---------- TASK DATA

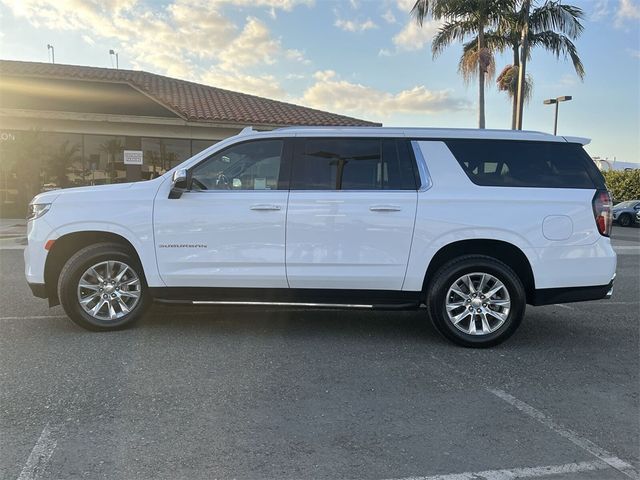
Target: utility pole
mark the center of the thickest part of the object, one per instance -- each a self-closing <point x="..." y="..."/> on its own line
<point x="556" y="102"/>
<point x="524" y="53"/>
<point x="53" y="52"/>
<point x="113" y="52"/>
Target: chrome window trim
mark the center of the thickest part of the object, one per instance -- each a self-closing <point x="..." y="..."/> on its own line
<point x="423" y="170"/>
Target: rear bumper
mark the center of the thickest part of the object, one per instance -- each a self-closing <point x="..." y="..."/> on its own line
<point x="548" y="296"/>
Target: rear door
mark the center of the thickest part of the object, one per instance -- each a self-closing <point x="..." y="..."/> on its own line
<point x="351" y="213"/>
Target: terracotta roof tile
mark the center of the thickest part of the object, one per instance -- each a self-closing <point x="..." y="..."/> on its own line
<point x="192" y="101"/>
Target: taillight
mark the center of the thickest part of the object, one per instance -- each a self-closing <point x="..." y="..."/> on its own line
<point x="602" y="211"/>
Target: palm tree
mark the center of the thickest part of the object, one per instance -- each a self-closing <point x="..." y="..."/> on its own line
<point x="551" y="26"/>
<point x="60" y="161"/>
<point x="463" y="18"/>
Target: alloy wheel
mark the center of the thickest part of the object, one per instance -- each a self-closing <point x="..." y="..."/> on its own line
<point x="109" y="290"/>
<point x="478" y="303"/>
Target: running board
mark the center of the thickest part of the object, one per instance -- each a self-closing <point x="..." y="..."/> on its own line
<point x="388" y="306"/>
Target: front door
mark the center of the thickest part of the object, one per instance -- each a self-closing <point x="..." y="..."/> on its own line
<point x="351" y="213"/>
<point x="229" y="229"/>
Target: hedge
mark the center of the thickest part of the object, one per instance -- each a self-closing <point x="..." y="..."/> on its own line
<point x="623" y="184"/>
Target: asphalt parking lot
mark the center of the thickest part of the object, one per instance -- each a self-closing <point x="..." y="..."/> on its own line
<point x="248" y="393"/>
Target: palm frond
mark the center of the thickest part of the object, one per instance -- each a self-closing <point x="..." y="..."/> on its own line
<point x="451" y="31"/>
<point x="556" y="16"/>
<point x="468" y="64"/>
<point x="559" y="45"/>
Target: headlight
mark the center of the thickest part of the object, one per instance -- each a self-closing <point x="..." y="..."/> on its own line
<point x="37" y="210"/>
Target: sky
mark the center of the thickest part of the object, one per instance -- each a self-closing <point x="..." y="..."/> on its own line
<point x="363" y="58"/>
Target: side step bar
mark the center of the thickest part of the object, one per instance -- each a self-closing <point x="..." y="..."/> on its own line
<point x="389" y="306"/>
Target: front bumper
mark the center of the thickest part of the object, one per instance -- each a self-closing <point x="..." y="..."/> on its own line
<point x="548" y="296"/>
<point x="38" y="289"/>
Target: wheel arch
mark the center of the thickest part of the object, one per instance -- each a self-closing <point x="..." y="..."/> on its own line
<point x="506" y="252"/>
<point x="67" y="245"/>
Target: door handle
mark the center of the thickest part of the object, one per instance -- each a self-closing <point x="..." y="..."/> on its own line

--------------------

= JOB =
Your task is to copy the entries in full and exactly, without any images.

= EXERCISE RESPONSE =
Target: utility pole
mark the center of the thickest part of the object, one per instance -- each a self-closing <point x="..." y="..."/> on its own line
<point x="556" y="102"/>
<point x="524" y="53"/>
<point x="53" y="52"/>
<point x="113" y="52"/>
Target: chrome window trim
mark the center of the thickest part of the object, one per instance -- each a self-closing <point x="..." y="..."/> on its own line
<point x="423" y="170"/>
Target: rear bumper
mark the center of the thickest part of the object, one per instance -- each a self-closing <point x="..." y="..."/> on its own line
<point x="548" y="296"/>
Target: rear door
mark the center of the thickest part of the object, one per instance -- each a self-closing <point x="..." y="..."/> on its own line
<point x="351" y="213"/>
Target: terracotta roof tile
mark the center of the thickest part of the object, one per instance -- each a self-closing <point x="..." y="..."/> on its own line
<point x="192" y="101"/>
Target: taillight
mark the center of the thickest part of the object, one per instance -- each a self-closing <point x="..." y="..."/> on its own line
<point x="602" y="211"/>
Target: palm tree
mark the center of the thickest part of the object, one per instance -- each a self-closing <point x="..." y="..."/> on its own line
<point x="551" y="26"/>
<point x="60" y="161"/>
<point x="463" y="18"/>
Target: alloy wheel
mark the center of the thickest part of the object, one per instance -- each a self-closing <point x="..." y="..."/> on its own line
<point x="109" y="290"/>
<point x="478" y="303"/>
Target: running board
mark the center of the thickest part of the object, one per instance -- each a self-closing <point x="..." y="..."/> on its own line
<point x="388" y="306"/>
Target: front door
mark the center of the thickest part of the object, one per instance -- each a self-closing <point x="..." y="..."/> on its own line
<point x="351" y="213"/>
<point x="229" y="229"/>
Target: hedge
mark the center of the thickest part of the object, one per instance -- each a self-closing <point x="..." y="..."/> on its own line
<point x="623" y="184"/>
Target: asphalt parking lot
mark the center of the thickest part of the object, one per instance -- each a self-closing <point x="..." y="..."/> on its own line
<point x="248" y="393"/>
Target: palm frond
mark the center of the thickest part of the object, one per instance -- each a self-closing <point x="..." y="..."/> on its own line
<point x="451" y="31"/>
<point x="556" y="16"/>
<point x="468" y="64"/>
<point x="559" y="45"/>
Target: headlight
mark the center of the thickest part of the object, one per instance -- each a self-closing <point x="..." y="..."/> on its own line
<point x="37" y="210"/>
Target: sky
mark the center of the thickest part of the object, one per instance -- each a self-closing <point x="..." y="..."/> on its own line
<point x="363" y="58"/>
Target: side step bar
mark the center of the thickest part of the object, one per instance -- each a self-closing <point x="..." y="..."/> on its own line
<point x="389" y="306"/>
Target: front bumper
mark the center of the thickest part of the object, one per instance -- each a self-closing <point x="..." y="..."/> on its own line
<point x="548" y="296"/>
<point x="38" y="289"/>
Target: wheel arch
mark the center of the thickest part of the object, one per instance -- each a self-closing <point x="..." y="..."/> on its own line
<point x="506" y="252"/>
<point x="67" y="245"/>
Target: door handle
mark the center of the thickest part of the object, one per instance -- each a self-closing <point x="..." y="..."/> on its own line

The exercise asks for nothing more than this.